▶ [TASK ITEM] There is a line containing "box: [28, 20, 963, 1433]" in the entries below. Repeat that line and every line after it exactly, and nothing more.

▶ [DATA SUPPLIED]
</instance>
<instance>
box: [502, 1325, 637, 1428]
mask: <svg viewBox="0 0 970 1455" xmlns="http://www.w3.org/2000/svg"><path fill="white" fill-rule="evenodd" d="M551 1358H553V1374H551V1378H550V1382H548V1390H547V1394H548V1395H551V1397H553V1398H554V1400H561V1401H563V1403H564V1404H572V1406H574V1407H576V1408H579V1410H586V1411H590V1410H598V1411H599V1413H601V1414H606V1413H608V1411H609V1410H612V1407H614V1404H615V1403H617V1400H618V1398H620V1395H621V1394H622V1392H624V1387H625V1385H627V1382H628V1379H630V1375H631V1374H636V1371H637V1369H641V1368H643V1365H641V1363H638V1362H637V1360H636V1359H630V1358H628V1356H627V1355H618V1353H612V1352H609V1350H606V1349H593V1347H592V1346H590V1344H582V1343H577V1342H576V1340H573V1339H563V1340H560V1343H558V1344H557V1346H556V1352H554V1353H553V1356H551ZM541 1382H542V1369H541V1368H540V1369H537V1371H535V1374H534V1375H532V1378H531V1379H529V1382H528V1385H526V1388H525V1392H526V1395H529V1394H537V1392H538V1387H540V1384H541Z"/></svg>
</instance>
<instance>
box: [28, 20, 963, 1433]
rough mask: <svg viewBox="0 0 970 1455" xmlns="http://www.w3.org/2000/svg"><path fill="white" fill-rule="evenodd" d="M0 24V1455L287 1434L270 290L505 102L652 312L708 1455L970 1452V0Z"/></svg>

▶ [ANSWER SPACE]
box: [28, 20, 963, 1433]
rough mask: <svg viewBox="0 0 970 1455" xmlns="http://www.w3.org/2000/svg"><path fill="white" fill-rule="evenodd" d="M0 24V1455L287 1434L270 290L505 102L652 312L708 1455L970 1452V0Z"/></svg>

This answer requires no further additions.